> [Assigned task] A word-for-word repeat of all the data is the goal.

> [Exercise materials]
────────────────────

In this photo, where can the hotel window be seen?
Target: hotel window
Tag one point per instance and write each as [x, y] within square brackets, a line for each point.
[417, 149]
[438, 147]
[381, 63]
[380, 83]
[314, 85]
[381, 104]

────────────────────

> [Solution to the problem]
In this photo, where can the hotel window be seen?
Target: hotel window
Tag one point per instance and write each as [x, y] within square brackets, a line for each point.
[417, 149]
[438, 147]
[381, 63]
[380, 83]
[314, 85]
[381, 104]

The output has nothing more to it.